**MATERIAL FOR THIS EXERCISE**
● ● ●
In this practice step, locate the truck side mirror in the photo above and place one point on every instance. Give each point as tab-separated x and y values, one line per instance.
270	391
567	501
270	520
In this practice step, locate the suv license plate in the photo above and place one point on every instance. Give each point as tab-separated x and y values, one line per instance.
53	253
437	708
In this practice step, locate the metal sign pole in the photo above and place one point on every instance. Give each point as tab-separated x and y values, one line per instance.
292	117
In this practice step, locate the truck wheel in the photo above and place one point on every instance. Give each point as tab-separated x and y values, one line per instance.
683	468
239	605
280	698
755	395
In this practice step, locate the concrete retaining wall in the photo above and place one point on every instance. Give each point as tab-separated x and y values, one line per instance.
● ● ●
**TASK ITEM**
The answer should be the exact lines running from the line containing "In this practice step, locate the truck wheel" to the last line of the entries, with nothing else.

**SOLUTION TO THE PROBLEM**
In this practice step, locate the truck wheel in the photo above and place one point on every instance. Give each point as tab-separated x and y values, one line per instance.
683	468
239	605
280	698
755	395
In this practice step, locate the concrete retaining wall in the photo above and place one point on every instance. Give each point as tab-separated x and y values, one line per instance.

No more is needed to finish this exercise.